He might, on occasion, find himself feeling a little despaired, but there’s always been certainty that whatever is ailing us as a nation can be corrected, if we just have a little more patience and cooler, more informed minds prevail. Bob Herbert has been my comfort blanket, the story teller that told the tales that put me to sleep quietly and peacefully, while his colleague, Maureen Dowd, equally insightful, kept me awake, partying all night on a large serving of righteous and cynical intellectualism that, by its very design, pointed out with derisive and accurate clarity the superiority of “us” versus “them.”
Not on Saturday and if Bob Herbert feels as if this is doom, Sarah Palin actually becoming Vice President, I’m truly frightened. What’s more, the article in the Union-Tribune had nothing to do with Sarah Palin directly, but the two topics are undeniably connected.
In San Diego, come November 4, one of the many ballot initiatives we will have to wade through to cast our votes is Proposition 8, the ban on same-sex marriage. The argument against same-sex marriage is purely religious; there is no data to support any suppositions that people marrying other people of the same gender causes any harm to America; socially, politically, economically or spiritually. The push to ban same-sex marriage is religious, nothing else.
The leaders of the movement to ban “gay marriage” are all religious leaders, predominantly of the various Christian sects and their rhetoric is all based upon their interpretations of a set of books within a book first written a few thousand years after the last Ice Age was retreating from the plains to make room for our amber waves of grain. Think about that. Part of their “evidence” that same-sex marriage is wrong is based on the Books of Genesis, Deuteronomy and Leviticus, first put to “paper” at least 1,200 years before Christ, some 3,200 years ago.
How could that be possibly relevant today? We know, for instance, the world (and universe) continues to evolve and has done so for hundreds of millions of years and the likelihood that all of humanity sprung from one man and one woman is not only unlikely, but there is evidence that humans evolved from different species of primates, quite similar in all the respects that make us human, but from vastly different areas of the planet.

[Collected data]
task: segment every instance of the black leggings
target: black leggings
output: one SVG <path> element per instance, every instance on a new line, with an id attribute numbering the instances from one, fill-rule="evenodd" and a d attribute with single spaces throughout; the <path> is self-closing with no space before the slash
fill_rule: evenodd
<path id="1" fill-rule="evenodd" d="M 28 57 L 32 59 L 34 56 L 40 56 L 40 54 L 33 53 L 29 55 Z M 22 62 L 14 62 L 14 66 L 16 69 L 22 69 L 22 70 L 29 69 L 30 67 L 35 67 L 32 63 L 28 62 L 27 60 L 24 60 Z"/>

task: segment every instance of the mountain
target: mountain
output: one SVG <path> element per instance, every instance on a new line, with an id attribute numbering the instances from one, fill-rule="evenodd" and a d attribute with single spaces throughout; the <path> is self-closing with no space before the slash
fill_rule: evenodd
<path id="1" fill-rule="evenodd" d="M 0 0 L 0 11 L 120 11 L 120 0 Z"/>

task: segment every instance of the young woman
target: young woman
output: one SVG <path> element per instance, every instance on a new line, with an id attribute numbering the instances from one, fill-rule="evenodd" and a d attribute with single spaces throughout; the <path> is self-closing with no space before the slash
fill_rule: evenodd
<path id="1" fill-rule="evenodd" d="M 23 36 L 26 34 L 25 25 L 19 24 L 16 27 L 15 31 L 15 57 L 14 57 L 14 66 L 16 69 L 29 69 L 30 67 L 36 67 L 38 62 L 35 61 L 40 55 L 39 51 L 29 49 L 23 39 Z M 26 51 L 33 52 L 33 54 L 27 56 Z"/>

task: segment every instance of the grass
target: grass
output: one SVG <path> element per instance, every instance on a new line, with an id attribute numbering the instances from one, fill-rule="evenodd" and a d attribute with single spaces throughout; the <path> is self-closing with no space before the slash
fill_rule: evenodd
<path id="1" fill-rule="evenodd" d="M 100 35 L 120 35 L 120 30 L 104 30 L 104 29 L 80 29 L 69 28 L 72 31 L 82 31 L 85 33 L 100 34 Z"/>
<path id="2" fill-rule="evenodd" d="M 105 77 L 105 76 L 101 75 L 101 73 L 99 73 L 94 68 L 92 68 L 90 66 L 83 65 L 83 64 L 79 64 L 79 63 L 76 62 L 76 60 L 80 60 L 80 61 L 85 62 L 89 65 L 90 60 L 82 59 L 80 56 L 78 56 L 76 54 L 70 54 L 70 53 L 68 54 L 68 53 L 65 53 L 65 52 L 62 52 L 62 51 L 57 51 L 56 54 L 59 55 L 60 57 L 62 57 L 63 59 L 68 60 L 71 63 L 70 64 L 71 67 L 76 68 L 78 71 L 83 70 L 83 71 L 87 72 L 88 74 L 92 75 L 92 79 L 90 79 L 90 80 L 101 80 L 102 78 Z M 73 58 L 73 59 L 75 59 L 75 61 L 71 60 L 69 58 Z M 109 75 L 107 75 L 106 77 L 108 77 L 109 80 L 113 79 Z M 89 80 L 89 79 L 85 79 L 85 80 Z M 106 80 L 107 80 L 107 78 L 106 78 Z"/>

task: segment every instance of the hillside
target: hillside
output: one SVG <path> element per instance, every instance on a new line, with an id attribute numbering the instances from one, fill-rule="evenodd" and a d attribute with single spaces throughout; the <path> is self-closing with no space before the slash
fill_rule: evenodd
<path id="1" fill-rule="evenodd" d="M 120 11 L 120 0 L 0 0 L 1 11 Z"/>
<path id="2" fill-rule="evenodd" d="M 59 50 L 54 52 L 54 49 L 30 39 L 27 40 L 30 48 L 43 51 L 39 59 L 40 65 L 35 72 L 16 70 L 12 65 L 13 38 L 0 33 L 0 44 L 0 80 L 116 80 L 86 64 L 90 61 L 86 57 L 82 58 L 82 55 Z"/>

## Questions
a: In the Proposition 8 commentary, which books are named as part of the "evidence" that same-sex marriage is wrong?
b: Extend the Proposition 8 commentary, picking up after its final sentence.

## Exercise answers
a: Genesis, Deuteronomy and Leviticus.

b:
We also know the world isn’t flat, the sun, moon, stars and planets don’t revolve around Earth and the sun doesn’t “rise” or “set,” the Earth spins on its axis. We know locusts swarm every seven or so years, the waters of rivers (and other bodies of water) will turn blood red with certain conditions that bring out parasitic algae-like creatures, and there isn’t a god sitting on a cloud throwing lightening bolts at us because we sinned or otherwise dishonored him.
We know all this because the hallmark of human development has been our quest for knowledge, not superstition, and science has advanced despite our desperate clinging to superstition. Genesis has been wholly refuted by intellect and the quaint laws first written in Deuteronomy and Leviticus have been, in some cases, outlawed in modern times. We, for instance, cannot legally own, buy or sell slaves. We still value a man more than a woman, as evidenced by the disparity in pay, but even that is falling away as the years march by.
We can’t legally stone someone for blasphemy or pluck out one’s eye for ogling women. And yet, we have a debate brewing over who knows “God’s will.” You’d think those who oppose Prop 8 would be using logic and science and facts, but no, the pre-eminent leaders of the anti-Prop 8 force are religious leaders who draw their “guidance” from the same religious text as those who support Prop 8.
You tie the reality that 3,000-year old superstition is the guiding force behind our collective political decision-making — on both sides of the debate — with Bob Herbert’s reason to lapse into pessimism, it becomes apparent, more real, that we as a nation are doomed.
You know Witchy, I can’t think of anything funny to write about Canada at the moment.